▶ _Dataset entries_:
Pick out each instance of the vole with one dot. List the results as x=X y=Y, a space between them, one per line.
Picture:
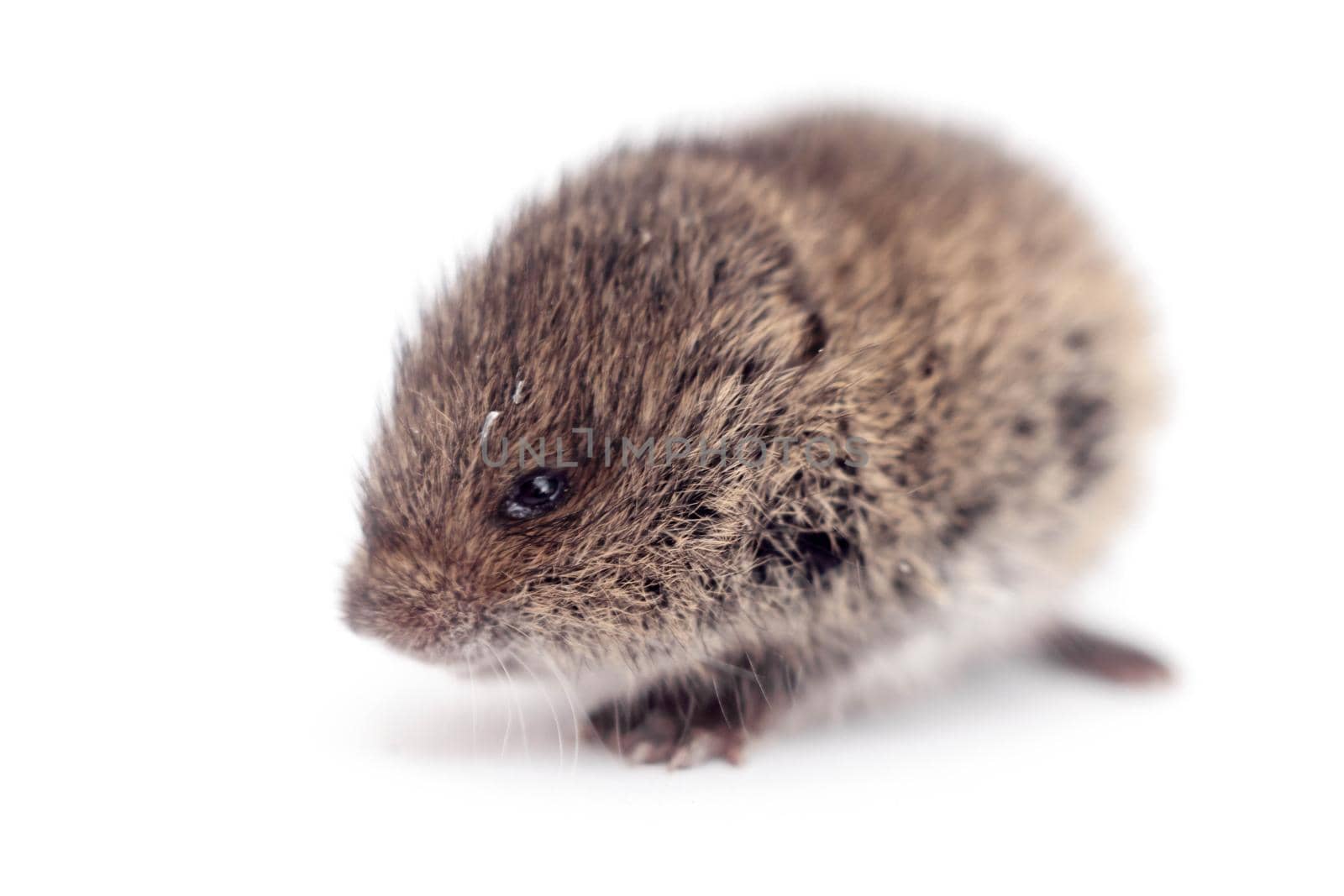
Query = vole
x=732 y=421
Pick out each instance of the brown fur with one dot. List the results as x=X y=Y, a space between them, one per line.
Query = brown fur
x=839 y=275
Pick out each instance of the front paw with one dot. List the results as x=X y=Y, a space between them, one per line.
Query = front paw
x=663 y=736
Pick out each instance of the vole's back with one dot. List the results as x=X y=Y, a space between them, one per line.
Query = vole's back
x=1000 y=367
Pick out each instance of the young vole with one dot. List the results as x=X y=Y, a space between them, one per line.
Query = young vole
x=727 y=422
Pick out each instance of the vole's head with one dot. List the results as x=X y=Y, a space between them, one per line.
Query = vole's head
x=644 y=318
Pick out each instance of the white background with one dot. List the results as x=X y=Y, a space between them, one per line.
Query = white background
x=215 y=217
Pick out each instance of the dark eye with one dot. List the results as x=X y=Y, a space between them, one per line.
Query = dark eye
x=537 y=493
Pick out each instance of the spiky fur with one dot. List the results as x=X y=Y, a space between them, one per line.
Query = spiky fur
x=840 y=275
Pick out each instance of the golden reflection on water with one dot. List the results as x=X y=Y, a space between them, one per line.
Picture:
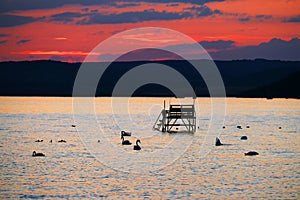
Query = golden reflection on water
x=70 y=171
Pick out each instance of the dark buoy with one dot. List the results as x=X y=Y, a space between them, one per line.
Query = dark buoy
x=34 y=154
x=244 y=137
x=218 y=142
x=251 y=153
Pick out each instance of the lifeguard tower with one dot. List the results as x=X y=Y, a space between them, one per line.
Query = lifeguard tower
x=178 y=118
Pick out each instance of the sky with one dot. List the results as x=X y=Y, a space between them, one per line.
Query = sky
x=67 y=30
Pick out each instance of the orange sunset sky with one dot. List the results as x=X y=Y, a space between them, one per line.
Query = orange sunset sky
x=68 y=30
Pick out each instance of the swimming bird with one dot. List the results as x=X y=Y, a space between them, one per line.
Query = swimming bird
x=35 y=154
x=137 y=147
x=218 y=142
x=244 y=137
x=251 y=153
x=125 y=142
* * *
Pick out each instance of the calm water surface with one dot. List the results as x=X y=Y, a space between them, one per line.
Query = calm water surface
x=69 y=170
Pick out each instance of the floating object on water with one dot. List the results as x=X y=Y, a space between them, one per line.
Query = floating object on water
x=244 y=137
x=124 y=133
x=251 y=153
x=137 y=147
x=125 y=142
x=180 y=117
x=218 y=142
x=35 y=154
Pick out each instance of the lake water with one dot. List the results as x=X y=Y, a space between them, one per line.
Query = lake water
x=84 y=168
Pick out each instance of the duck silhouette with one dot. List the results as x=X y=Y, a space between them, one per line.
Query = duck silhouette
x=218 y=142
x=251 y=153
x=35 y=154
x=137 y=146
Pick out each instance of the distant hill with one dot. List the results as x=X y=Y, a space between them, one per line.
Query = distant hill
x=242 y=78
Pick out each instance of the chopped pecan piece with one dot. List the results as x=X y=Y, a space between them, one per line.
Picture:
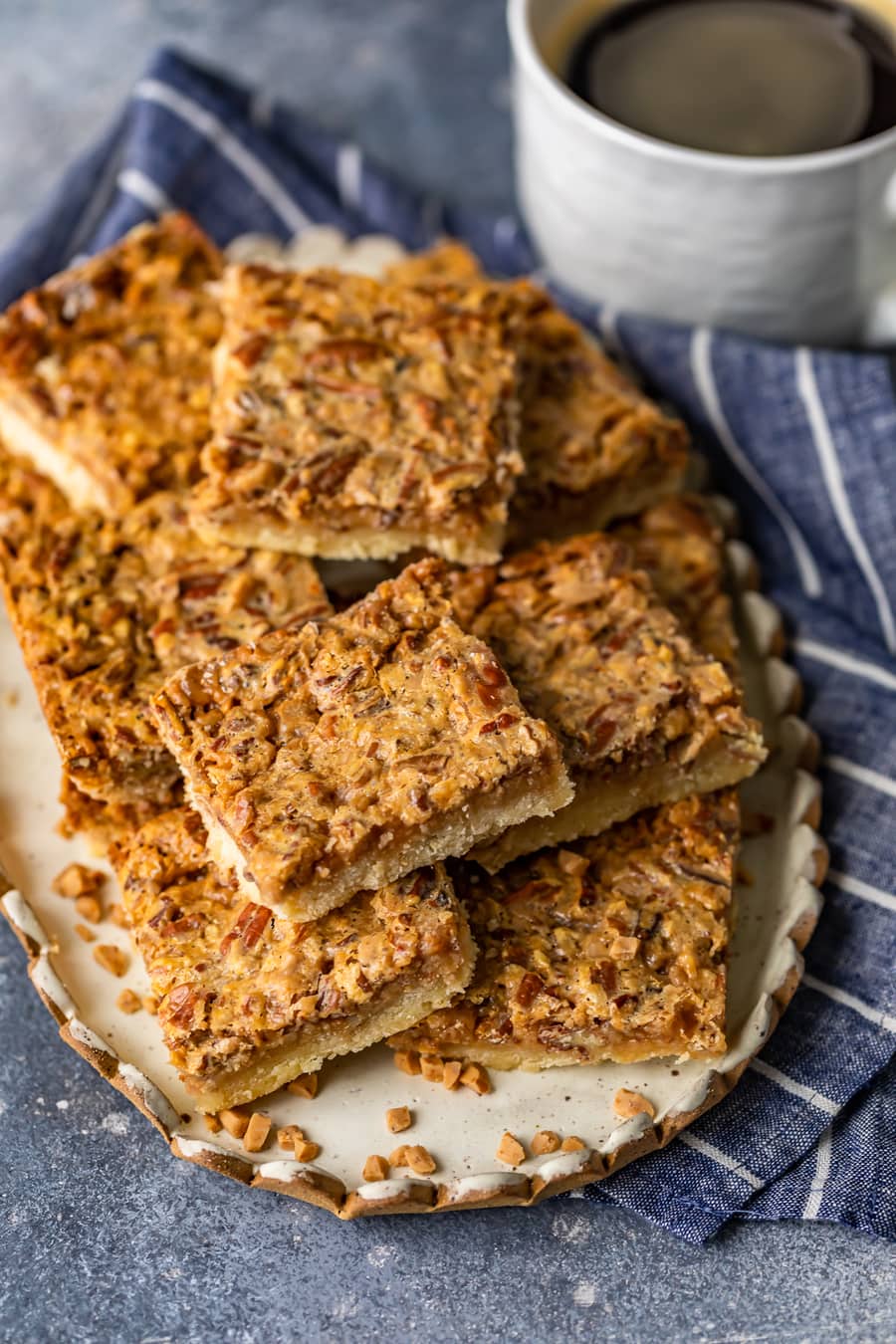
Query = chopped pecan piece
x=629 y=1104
* * *
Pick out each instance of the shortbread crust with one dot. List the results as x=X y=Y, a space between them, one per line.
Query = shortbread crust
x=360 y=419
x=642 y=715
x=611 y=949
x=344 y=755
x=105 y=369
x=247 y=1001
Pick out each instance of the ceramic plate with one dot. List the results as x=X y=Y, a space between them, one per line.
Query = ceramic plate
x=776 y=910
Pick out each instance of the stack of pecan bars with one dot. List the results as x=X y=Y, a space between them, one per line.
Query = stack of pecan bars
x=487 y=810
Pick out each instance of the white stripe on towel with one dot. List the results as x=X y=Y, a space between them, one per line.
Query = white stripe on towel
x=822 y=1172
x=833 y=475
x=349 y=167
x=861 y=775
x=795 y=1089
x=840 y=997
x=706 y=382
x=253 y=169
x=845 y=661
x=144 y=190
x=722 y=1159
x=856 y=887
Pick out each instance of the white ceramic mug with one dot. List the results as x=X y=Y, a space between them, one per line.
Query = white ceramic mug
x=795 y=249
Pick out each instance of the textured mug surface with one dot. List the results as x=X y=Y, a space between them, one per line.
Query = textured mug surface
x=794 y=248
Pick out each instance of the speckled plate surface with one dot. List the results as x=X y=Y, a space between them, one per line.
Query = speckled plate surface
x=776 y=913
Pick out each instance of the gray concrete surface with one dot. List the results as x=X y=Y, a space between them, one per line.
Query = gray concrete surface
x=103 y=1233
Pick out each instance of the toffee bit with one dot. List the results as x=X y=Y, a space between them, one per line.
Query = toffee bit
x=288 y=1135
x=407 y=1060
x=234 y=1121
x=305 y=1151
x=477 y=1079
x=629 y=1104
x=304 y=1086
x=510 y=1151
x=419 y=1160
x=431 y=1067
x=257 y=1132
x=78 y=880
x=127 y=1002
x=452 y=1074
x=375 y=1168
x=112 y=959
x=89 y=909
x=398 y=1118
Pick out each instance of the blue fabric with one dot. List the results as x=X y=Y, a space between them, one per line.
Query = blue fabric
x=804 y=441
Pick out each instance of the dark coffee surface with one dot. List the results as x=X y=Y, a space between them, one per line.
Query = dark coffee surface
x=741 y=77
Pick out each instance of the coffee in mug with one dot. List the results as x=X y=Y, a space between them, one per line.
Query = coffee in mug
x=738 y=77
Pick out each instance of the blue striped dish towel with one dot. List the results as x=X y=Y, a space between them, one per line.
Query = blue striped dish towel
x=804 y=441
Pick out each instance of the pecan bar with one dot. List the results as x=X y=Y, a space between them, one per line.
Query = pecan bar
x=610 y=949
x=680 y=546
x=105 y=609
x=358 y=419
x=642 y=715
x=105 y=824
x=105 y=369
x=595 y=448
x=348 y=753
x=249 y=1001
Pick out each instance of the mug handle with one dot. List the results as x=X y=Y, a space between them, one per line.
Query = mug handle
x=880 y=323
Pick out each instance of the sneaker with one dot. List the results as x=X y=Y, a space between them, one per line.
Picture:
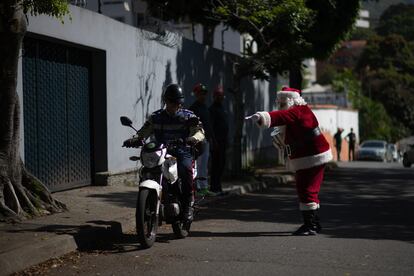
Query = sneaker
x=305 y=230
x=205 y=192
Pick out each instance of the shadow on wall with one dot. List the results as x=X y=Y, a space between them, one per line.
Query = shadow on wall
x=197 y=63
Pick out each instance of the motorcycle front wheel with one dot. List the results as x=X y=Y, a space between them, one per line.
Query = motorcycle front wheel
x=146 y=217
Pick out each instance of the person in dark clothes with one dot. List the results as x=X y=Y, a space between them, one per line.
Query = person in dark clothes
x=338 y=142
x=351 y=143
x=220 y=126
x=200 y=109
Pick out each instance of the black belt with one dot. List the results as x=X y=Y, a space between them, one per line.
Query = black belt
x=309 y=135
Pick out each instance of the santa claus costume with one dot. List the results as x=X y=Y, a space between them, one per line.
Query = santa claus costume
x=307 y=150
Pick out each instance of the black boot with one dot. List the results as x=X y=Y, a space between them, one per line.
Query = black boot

▶ _WHAT TO DO_: From the records above, transcribe only the stretch from the line with "Pick out each instance of the vole with" through the line with "Pick out each instance of the dark eye", keeping both ends. Omit pictures.

▶ _ANSWER TO THIS TASK_:
Pick out each instance of the vole with one dot. List the results as x=X y=Y, a space between them, one per line.
Picture:
Query = vole
x=732 y=421
Pick out each instance of the brown fur with one dot. List the results as x=X y=Y, a space between them, one per line.
Query = brown fur
x=839 y=275
Pick out each instance of the front paw with one dot. List the results as x=X y=Y, a space between them, one per line.
Query = front paw
x=663 y=736
Pick out each instance of the vole's back with one dot. List the results as x=X y=Y, a space between them, one per line.
Query = vole's back
x=1000 y=367
Pick out each instance of the young vole with one dot. List the results as x=X y=Y, a space between them, one per line.
Query = young vole
x=727 y=422
Pick out each instance of the vole's head with one dot. List the results as x=X y=Y, a space between them, one per line.
Query = vole's head
x=644 y=318
Pick out each instance of the white background with one dot. List the results as x=X y=Y, a space between them, one per line.
Query = white background
x=215 y=217
Pick out each instance of the dark eye with one dot. List the results as x=X y=Y, a space between them, one per line.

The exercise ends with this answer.